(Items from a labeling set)

◇ ◇ ◇ ◇

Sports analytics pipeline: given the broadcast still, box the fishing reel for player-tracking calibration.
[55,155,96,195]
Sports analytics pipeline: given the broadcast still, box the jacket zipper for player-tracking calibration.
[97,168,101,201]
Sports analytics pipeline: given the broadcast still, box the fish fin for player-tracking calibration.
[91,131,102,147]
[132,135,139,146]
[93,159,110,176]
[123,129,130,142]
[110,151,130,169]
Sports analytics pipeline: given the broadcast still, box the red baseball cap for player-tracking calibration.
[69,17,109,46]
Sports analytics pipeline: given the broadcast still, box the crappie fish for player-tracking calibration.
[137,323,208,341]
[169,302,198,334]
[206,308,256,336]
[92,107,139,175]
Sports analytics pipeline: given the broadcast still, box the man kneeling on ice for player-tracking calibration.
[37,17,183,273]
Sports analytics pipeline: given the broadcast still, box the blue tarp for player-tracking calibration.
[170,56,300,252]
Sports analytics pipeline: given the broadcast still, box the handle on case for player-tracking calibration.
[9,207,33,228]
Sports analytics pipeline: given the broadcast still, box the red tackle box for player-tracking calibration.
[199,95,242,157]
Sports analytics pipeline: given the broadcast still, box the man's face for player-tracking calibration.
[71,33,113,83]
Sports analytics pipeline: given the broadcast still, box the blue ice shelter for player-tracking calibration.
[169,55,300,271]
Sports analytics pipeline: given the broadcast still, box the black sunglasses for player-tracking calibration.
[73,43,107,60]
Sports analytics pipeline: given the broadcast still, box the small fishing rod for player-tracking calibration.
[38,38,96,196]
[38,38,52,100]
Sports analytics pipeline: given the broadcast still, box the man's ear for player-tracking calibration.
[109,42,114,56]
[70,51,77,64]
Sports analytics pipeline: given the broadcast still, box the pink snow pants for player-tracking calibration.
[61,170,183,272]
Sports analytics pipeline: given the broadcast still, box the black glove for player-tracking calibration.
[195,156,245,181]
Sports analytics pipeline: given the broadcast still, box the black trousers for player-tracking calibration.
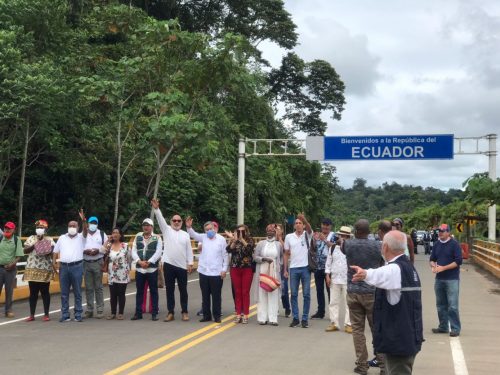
[163,263,188,314]
[109,283,127,315]
[314,270,330,317]
[200,273,223,320]
[28,281,50,316]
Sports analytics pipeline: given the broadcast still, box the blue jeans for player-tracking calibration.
[281,267,290,310]
[290,266,311,321]
[59,263,83,319]
[434,279,461,333]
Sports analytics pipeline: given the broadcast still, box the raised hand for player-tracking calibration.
[151,198,160,210]
[78,208,87,221]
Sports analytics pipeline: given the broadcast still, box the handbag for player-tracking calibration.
[304,232,318,272]
[35,239,52,255]
[259,263,281,292]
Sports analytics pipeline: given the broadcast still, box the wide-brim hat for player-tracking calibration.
[337,226,352,236]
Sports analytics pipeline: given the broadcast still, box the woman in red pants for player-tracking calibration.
[226,225,255,324]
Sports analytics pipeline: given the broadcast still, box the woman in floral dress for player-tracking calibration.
[101,228,132,320]
[23,220,55,322]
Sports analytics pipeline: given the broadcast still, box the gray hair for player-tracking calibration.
[384,230,406,253]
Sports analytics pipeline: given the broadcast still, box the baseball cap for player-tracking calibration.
[3,221,16,229]
[142,217,153,226]
[438,224,450,232]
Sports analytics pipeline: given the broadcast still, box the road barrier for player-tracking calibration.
[472,240,500,278]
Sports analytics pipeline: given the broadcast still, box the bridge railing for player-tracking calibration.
[472,239,500,278]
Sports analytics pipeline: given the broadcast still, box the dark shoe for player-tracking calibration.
[311,312,325,319]
[432,328,448,333]
[368,357,378,367]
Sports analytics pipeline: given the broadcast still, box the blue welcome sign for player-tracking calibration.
[306,134,453,160]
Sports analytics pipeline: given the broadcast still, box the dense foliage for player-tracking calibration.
[0,0,345,233]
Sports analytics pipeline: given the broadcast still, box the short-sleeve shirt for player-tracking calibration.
[0,236,24,266]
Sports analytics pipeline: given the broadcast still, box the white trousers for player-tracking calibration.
[328,283,351,327]
[257,287,280,323]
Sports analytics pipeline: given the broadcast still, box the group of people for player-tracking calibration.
[0,209,462,374]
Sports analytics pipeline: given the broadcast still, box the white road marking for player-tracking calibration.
[450,337,469,375]
[0,279,199,326]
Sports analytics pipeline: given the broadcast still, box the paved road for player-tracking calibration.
[0,247,500,375]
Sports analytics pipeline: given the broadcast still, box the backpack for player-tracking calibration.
[0,234,18,253]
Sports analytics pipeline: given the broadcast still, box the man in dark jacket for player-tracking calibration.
[351,231,423,375]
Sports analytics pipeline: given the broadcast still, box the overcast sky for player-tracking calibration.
[261,0,500,190]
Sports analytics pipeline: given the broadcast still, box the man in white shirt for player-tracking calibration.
[53,210,87,323]
[351,231,423,374]
[325,226,352,333]
[283,214,312,328]
[83,216,108,319]
[151,199,193,322]
[131,218,163,321]
[186,217,229,323]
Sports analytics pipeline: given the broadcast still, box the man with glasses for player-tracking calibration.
[132,218,163,321]
[392,217,415,264]
[283,214,312,328]
[430,224,462,337]
[151,199,193,322]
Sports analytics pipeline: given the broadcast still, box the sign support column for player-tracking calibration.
[236,138,246,225]
[486,134,497,241]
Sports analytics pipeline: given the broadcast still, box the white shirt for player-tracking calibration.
[154,208,193,269]
[188,228,229,276]
[285,231,312,268]
[364,254,404,305]
[325,245,347,285]
[83,229,108,260]
[54,233,85,263]
[132,232,163,273]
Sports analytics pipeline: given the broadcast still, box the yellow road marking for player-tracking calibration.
[104,305,257,375]
[130,311,257,375]
[104,280,316,375]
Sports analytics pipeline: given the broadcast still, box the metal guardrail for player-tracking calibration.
[472,240,500,278]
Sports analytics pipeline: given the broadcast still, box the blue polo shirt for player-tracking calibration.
[430,238,462,280]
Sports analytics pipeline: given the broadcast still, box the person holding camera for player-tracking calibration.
[226,225,255,324]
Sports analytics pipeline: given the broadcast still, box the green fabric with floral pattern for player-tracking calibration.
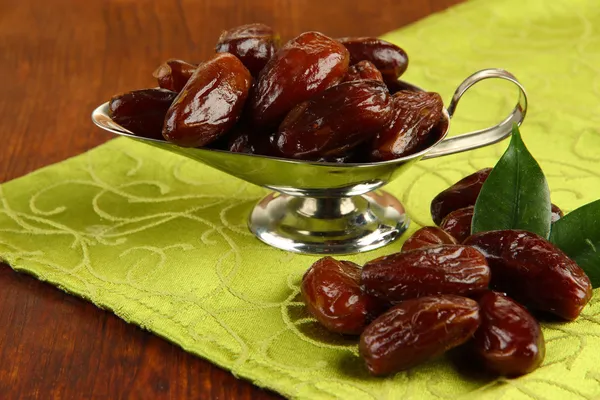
[0,0,600,400]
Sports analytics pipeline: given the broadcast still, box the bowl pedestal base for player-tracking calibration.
[248,190,409,254]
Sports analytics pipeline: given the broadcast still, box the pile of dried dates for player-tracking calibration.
[109,24,446,163]
[301,169,592,377]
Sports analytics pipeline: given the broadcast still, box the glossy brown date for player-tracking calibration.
[402,226,458,253]
[550,204,565,223]
[250,32,350,128]
[359,295,479,375]
[229,127,282,157]
[431,168,492,225]
[163,53,252,147]
[338,37,408,82]
[276,81,392,159]
[215,24,279,77]
[371,91,444,161]
[301,257,382,335]
[108,89,177,139]
[344,60,383,82]
[361,244,490,302]
[152,58,198,93]
[472,291,546,377]
[465,230,592,320]
[440,206,475,243]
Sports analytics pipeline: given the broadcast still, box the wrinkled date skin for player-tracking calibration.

◇ ◇ ◇ ◇

Switch "broadcast still" to "video frame" throughout the entries above, reproducing every other line without change. Leave the pictures out of the output.

Sports analytics pipeline: given the video frame, box the fishing reel for player-tracking calibration.
[55,155,96,195]
Sports analytics pipeline: given the video frame, box the jacket zipper for player-tracking calibration.
[97,168,101,201]
Sports analytics pipeline: given the video frame, box the fish fin for player-tracking calibration.
[91,131,102,147]
[132,135,139,146]
[93,159,110,176]
[123,129,130,142]
[110,151,130,169]
Sports analytics pipeline: given the video frame, box the red baseball cap for player-tracking calibration.
[69,17,109,46]
Sports analytics pipeline: given the video frame, box the crappie fish for player-tracking calibration.
[137,323,208,341]
[169,302,198,334]
[206,308,256,336]
[92,107,139,175]
Sports analytics pipeline: given the video frame, box the man kneeling on ice for player-tracking calibration.
[37,17,183,273]
Sports analytics pipeline: given the video frame, box the blue tarp for player-tracking calibration.
[170,56,300,252]
Sports analytics pipeline: given the video frame, box the handle on case for player-tracking calibration.
[9,207,33,228]
Sports analytics pipeline: given the video frame, box the red tackle box for player-tracking calibration.
[199,95,242,157]
Sports analytics pipeline: given the video frame, box the man's face for player-tracking calibration.
[71,33,113,83]
Sports analytics pipeline: given the video frame, box the blue ice shelter for player-tracking calibration.
[169,55,300,271]
Sports analytics pipeline: given the video frame, box the black sunglasses for player-tracking calibration.
[73,43,107,60]
Sports analytics pipeline: given the video frame, box the small fishing rod for player-tracking calibration.
[38,38,96,196]
[38,38,52,100]
Sports analytics pipeline: given the video frame, box the man's ear for player-tracking calibration.
[109,42,114,56]
[70,51,77,64]
Sports analytics pipeline: given the video frame, box the pink snow pants for player-tracking calibration.
[61,170,183,272]
Sports analytics pipeline: given the video frame, box the black glove for player-tracking calibration.
[195,156,245,181]
Sports analytics pipeline: given the video frame, box the black trousers for player-tracking calibration.
[163,263,188,314]
[109,283,127,315]
[314,270,330,317]
[200,273,223,320]
[28,281,50,316]
Sports analytics pipeline: given the video frame, box the blue jeans for player-tracking calibration.
[281,267,290,310]
[290,266,311,321]
[59,263,83,319]
[434,279,461,333]
Sports analytics pipeline: given the video frame, box the raised hand for player-tracking calibration.
[151,198,160,210]
[78,208,87,221]
Sports analytics pipeline: given the video frame, box the handbag for player-tracking calibration.
[304,232,318,272]
[35,239,52,255]
[259,263,281,292]
Sports analytics pipeline: given the video frame, box the wide-brim hat for player-tracking calibration.
[337,226,352,236]
Sports analytics pipeline: given the video frame, box the woman in red pants for player-tracking calibration.
[226,225,255,324]
Sports analytics pipeline: given the video frame, box the woman in floral dress for player-tracking calibration.
[101,228,132,320]
[23,220,55,322]
Sports analytics pipeline: given the video frame, box the gray hair for player-tracking calibration.
[384,230,406,253]
Sports analytics pipeline: given the video frame, box the baseball cap for player-tracking calibration.
[3,221,16,229]
[142,217,153,226]
[438,224,450,232]
Sports analytics pipeline: given the video frame, box the road barrier for player-tracking calibration.
[472,240,500,278]
Sports analytics pipeline: given the video frame, box the bridge railing for player-tracking calibration.
[472,239,500,278]
Sports analytics pipeline: given the video frame, box the dark shoe for player-tracking calibration.
[311,312,325,319]
[432,328,448,333]
[368,357,378,367]
Sports analytics pipeline: given the video frame, box the blue welcome sign for player-tracking calibration.
[306,134,453,160]
Sports analytics pipeline: given the video frame, box the dense foliage for player-tracking calibration.
[0,0,345,233]
Sports analytics pipeline: given the video frame, box the short-sleeve shirt for player-tracking calibration.
[0,236,24,266]
Sports analytics pipeline: given the video frame, box the white trousers for player-tracking calibration.
[328,283,351,327]
[257,287,280,323]
Sports analytics pipeline: given the video frame, box the group of people for player-tracking calibration.
[0,209,462,374]
Sports analytics pipeline: given the video frame, box the white road marking for player-tracking calibration.
[450,337,469,375]
[0,279,199,326]
Sports analytics pipeline: given the video frame, box the paved road for player-tracking calibration.
[0,247,500,375]
Sports analytics pipeline: given the video frame, box the backpack for player-tracking calibration.
[0,234,18,253]
Sports analytics pipeline: given the video frame, box the man in dark jacket for player-tracking calibration.
[351,231,423,375]
Sports analytics pipeline: given the video frame, box the overcast sky for player-tracking calibration.
[261,0,500,190]
Sports analytics pipeline: given the video frame, box the man in white shirt for player-tracking calibration.
[53,210,87,323]
[351,231,423,374]
[325,226,352,333]
[283,214,312,328]
[83,216,108,319]
[151,199,193,322]
[131,218,163,321]
[186,217,229,323]
Sports analytics pipeline: given the video frame, box the man with glasses for player-tracking calibration.
[132,218,163,321]
[392,217,415,264]
[283,214,312,328]
[430,224,462,337]
[151,199,193,322]
Sports analytics pipeline: given the video frame, box the sign support column for player-tracking calibration.
[236,138,246,225]
[486,134,497,241]
Sports analytics pipeline: given the video frame, box the white shirt for player-tracking calibration.
[154,208,193,269]
[188,228,229,276]
[285,231,312,268]
[364,254,404,305]
[325,245,347,285]
[83,229,108,260]
[54,233,85,263]
[132,232,163,273]
Sports analytics pipeline: given the video frame, box the yellow road marking for player-tracking calibration.
[104,305,257,375]
[130,311,257,375]
[104,280,316,375]
Sports analytics pipeline: given the video frame, box the metal guardrail for player-tracking calibration.
[472,240,500,278]
Sports analytics pipeline: given the video frame, box the blue polo shirt for player-tracking calibration.
[430,238,462,280]
Sports analytics pipeline: given the video frame, box the person holding camera for player-tracking calibration.
[226,225,255,324]
Sports analytics pipeline: given the video frame, box the green fabric with floral pattern for player-tracking calibration.
[0,0,600,400]
Sports analytics pipeline: given the video frame, box the bowl pedestal base for player-tracking calibration.
[248,190,409,254]
Sports analytics pipeline: given the video frame, box the pile of dried dates for player-tracking calibration.
[109,24,446,163]
[301,169,592,377]
Sports analytics pipeline: given the video frame, box the glossy brown date for player-tracking calibration.
[402,226,458,253]
[550,204,565,223]
[250,32,350,128]
[359,295,479,375]
[229,127,282,157]
[431,168,492,225]
[163,53,252,147]
[338,37,408,82]
[276,81,392,159]
[215,24,279,77]
[371,91,444,161]
[301,257,382,335]
[108,89,177,139]
[344,60,383,82]
[361,244,490,302]
[152,58,198,93]
[472,291,546,377]
[465,230,592,320]
[440,206,475,243]
Sports analytics pipeline: given the video frame, box the wrinkled date skin for player-tracking calibration.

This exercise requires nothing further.